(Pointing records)
begin

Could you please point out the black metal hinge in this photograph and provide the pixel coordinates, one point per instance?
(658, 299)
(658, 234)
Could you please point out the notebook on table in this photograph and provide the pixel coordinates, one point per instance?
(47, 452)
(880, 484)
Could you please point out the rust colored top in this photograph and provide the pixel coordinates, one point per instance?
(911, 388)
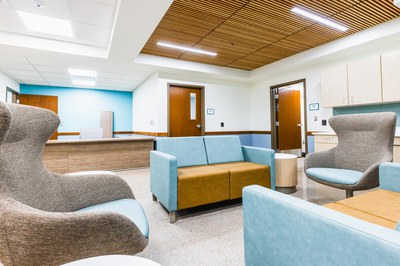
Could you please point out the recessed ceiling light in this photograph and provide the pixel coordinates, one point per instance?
(82, 72)
(319, 18)
(89, 83)
(48, 25)
(188, 49)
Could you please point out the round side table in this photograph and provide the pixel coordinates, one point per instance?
(286, 172)
(120, 260)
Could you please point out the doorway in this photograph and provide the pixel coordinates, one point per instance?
(186, 106)
(288, 118)
(42, 101)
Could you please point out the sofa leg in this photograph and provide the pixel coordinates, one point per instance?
(172, 217)
(349, 193)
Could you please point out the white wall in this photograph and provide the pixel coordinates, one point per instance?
(146, 106)
(6, 81)
(231, 102)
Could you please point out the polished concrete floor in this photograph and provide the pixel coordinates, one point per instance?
(211, 235)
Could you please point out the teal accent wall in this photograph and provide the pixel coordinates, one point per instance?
(80, 108)
(392, 107)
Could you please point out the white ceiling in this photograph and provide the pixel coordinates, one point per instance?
(92, 20)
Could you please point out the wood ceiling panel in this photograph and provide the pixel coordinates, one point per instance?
(248, 34)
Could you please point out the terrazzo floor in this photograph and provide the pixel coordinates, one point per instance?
(206, 236)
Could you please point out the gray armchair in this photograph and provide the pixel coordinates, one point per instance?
(364, 141)
(48, 218)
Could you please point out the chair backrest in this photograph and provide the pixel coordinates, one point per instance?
(221, 149)
(24, 130)
(189, 151)
(363, 139)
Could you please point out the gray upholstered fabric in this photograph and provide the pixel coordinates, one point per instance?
(364, 141)
(37, 226)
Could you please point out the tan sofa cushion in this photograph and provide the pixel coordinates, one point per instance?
(199, 185)
(244, 174)
(379, 206)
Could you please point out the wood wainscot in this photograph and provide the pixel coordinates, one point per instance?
(67, 156)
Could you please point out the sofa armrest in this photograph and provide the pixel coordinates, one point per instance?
(282, 230)
(261, 156)
(164, 179)
(389, 176)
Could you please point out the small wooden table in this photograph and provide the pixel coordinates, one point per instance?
(120, 260)
(286, 172)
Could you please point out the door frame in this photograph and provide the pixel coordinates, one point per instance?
(202, 104)
(274, 136)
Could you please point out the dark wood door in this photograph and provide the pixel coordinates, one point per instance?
(43, 101)
(185, 114)
(289, 118)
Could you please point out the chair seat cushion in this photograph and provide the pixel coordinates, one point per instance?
(244, 174)
(130, 208)
(335, 175)
(199, 185)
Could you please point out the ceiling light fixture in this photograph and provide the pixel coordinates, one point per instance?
(48, 25)
(81, 72)
(83, 77)
(188, 49)
(88, 83)
(319, 19)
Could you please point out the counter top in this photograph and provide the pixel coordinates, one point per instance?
(331, 133)
(75, 141)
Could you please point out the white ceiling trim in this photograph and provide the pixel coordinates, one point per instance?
(24, 41)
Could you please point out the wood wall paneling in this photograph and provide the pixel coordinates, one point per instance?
(74, 156)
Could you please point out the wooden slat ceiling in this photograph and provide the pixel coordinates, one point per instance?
(248, 34)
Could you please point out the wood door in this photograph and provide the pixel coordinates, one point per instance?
(42, 101)
(289, 118)
(185, 111)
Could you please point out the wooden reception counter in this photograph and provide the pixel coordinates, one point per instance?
(66, 156)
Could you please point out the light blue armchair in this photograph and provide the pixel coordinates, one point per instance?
(283, 230)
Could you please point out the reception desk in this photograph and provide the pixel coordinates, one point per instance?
(66, 156)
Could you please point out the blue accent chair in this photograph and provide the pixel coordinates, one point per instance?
(282, 230)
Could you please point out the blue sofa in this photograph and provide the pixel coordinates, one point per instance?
(283, 230)
(193, 171)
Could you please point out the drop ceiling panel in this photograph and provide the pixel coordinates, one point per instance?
(51, 69)
(92, 21)
(36, 82)
(15, 66)
(91, 34)
(250, 34)
(92, 13)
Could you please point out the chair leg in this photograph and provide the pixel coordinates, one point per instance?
(349, 193)
(172, 217)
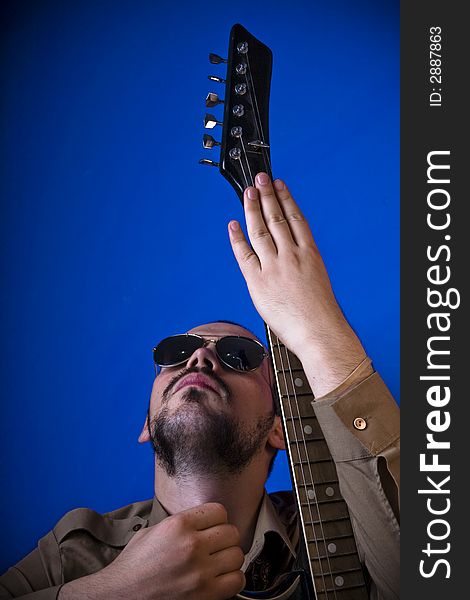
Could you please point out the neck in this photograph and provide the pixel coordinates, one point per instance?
(180, 493)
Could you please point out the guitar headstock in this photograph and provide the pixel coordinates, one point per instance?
(244, 148)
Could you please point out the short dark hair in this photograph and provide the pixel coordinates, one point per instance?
(276, 407)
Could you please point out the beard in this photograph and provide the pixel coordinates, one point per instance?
(196, 439)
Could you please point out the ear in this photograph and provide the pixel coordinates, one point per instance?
(276, 435)
(144, 434)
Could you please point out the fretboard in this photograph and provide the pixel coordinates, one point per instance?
(334, 563)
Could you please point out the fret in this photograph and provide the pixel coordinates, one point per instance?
(317, 475)
(295, 395)
(299, 418)
(324, 512)
(289, 370)
(333, 520)
(329, 557)
(344, 571)
(339, 581)
(315, 502)
(337, 565)
(306, 451)
(299, 463)
(332, 481)
(352, 592)
(334, 531)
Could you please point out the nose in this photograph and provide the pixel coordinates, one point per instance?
(205, 357)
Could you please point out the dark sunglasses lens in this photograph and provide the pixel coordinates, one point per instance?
(241, 354)
(175, 350)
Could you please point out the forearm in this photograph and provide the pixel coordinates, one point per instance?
(329, 357)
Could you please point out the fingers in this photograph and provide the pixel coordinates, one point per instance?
(220, 537)
(272, 214)
(230, 584)
(228, 560)
(246, 258)
(204, 516)
(299, 228)
(267, 213)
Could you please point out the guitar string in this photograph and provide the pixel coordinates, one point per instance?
(243, 171)
(312, 479)
(259, 126)
(247, 162)
(267, 161)
(303, 476)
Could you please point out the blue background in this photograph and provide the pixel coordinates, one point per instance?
(112, 236)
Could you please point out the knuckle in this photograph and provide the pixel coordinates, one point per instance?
(198, 581)
(237, 556)
(296, 217)
(277, 219)
(192, 546)
(259, 234)
(235, 534)
(249, 257)
(219, 510)
(239, 581)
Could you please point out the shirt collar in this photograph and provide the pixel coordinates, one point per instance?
(268, 520)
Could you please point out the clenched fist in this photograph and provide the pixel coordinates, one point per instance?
(192, 555)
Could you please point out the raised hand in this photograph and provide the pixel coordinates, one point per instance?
(290, 287)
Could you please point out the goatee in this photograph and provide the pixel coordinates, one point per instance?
(198, 439)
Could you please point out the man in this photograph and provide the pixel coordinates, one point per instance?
(211, 530)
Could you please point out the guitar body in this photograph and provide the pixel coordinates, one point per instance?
(328, 565)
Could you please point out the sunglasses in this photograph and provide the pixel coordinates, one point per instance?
(236, 352)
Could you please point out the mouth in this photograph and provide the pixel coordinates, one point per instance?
(197, 380)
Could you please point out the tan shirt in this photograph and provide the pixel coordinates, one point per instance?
(84, 541)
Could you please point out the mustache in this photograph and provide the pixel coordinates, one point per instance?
(206, 371)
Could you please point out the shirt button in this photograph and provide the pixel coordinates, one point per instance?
(360, 423)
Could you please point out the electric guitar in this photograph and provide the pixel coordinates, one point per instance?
(329, 566)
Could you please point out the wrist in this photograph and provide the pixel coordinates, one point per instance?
(328, 361)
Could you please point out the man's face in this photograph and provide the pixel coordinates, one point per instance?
(208, 418)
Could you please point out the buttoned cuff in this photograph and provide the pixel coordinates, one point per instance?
(362, 418)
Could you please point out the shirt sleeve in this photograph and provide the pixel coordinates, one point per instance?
(35, 577)
(360, 422)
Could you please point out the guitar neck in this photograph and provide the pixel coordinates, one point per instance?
(324, 517)
(333, 563)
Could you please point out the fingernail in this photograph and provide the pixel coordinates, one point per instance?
(262, 179)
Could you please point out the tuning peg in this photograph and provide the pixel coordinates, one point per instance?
(258, 144)
(215, 59)
(210, 121)
(207, 161)
(215, 78)
(213, 99)
(209, 142)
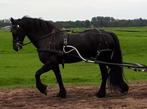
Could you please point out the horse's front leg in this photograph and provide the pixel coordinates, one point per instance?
(40, 86)
(62, 92)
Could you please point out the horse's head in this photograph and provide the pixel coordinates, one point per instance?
(18, 34)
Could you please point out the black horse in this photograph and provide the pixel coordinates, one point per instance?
(49, 41)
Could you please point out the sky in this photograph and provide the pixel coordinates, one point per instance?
(65, 10)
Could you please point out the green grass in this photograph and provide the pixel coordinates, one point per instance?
(18, 69)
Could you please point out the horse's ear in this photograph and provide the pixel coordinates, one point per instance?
(12, 21)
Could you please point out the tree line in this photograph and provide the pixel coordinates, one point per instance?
(104, 22)
(95, 22)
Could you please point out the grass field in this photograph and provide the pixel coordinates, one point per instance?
(18, 69)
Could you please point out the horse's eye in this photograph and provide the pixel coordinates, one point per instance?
(18, 26)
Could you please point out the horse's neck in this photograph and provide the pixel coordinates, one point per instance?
(41, 39)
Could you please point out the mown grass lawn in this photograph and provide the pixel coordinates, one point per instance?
(18, 69)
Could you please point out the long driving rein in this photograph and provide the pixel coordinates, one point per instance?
(134, 66)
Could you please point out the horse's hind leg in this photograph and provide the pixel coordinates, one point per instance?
(62, 92)
(104, 72)
(40, 86)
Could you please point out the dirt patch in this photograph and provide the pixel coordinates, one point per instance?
(81, 97)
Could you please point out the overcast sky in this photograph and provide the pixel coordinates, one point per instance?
(63, 10)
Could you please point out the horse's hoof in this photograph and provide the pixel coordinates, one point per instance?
(62, 95)
(100, 95)
(43, 89)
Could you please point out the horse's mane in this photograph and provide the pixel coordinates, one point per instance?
(37, 24)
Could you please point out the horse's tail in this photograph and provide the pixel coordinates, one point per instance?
(116, 72)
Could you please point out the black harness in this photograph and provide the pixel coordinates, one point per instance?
(134, 66)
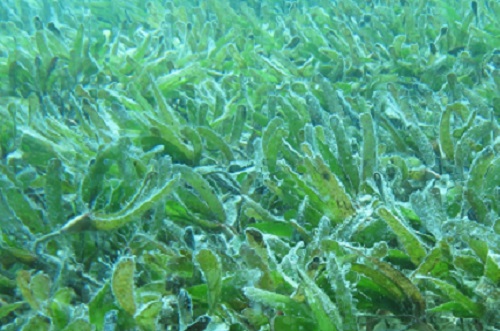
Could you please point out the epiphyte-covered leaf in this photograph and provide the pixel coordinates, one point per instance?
(212, 270)
(204, 190)
(148, 315)
(412, 244)
(281, 302)
(122, 284)
(324, 310)
(468, 307)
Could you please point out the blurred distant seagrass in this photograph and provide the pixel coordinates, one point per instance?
(249, 165)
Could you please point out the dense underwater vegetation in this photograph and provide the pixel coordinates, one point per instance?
(249, 165)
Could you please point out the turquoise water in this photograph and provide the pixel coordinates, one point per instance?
(249, 165)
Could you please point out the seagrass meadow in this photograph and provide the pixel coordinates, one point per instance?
(249, 165)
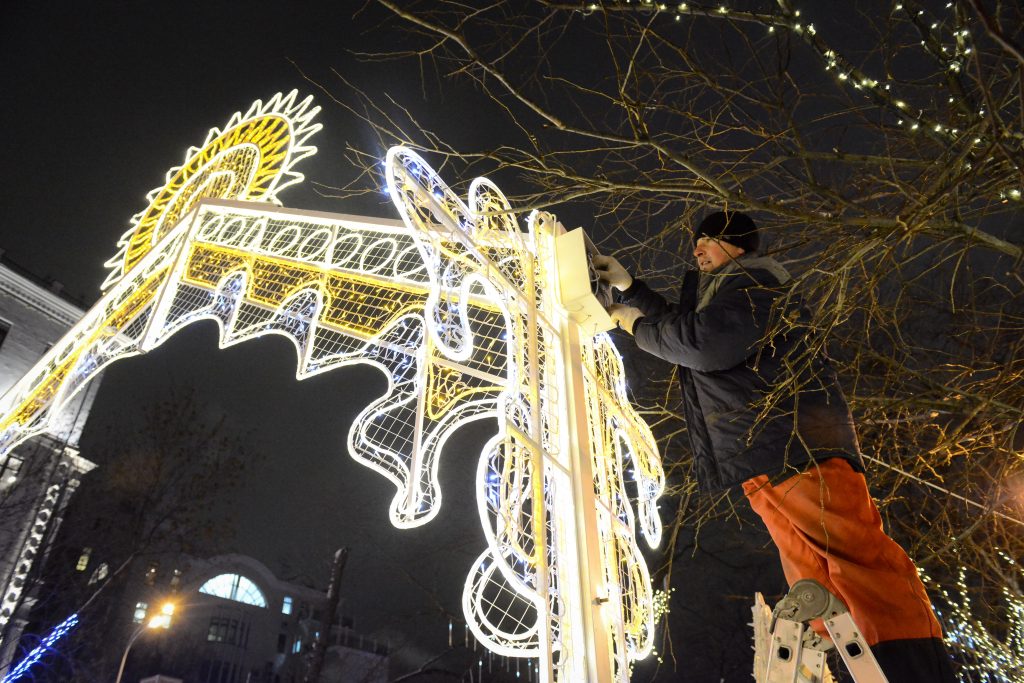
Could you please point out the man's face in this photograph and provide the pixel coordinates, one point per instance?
(713, 254)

end

## WHAT YOU ARE ASKED TO DO
Write out, exactly, each line from the one containing "Could you please point out the dense" down to the final line of the data above. Both of those lines count, and the pictures are left out.

## SOLUTION FOR THIS PROBLEM
Could you please point out the dense underwater vegetation in this photograph and provide the pixel coordinates, one point per instance?
(249, 165)
Could you please point out the turquoise water in this photograph and provide the pixel coordinates, one point per instance?
(249, 165)
Could you please point out the seagrass meadow in this photograph and provide the pixel coordinates, one point per instance?
(249, 165)
Could you please point out the man's face in this photograph and provide the pixel coordinates, one point per instance?
(713, 254)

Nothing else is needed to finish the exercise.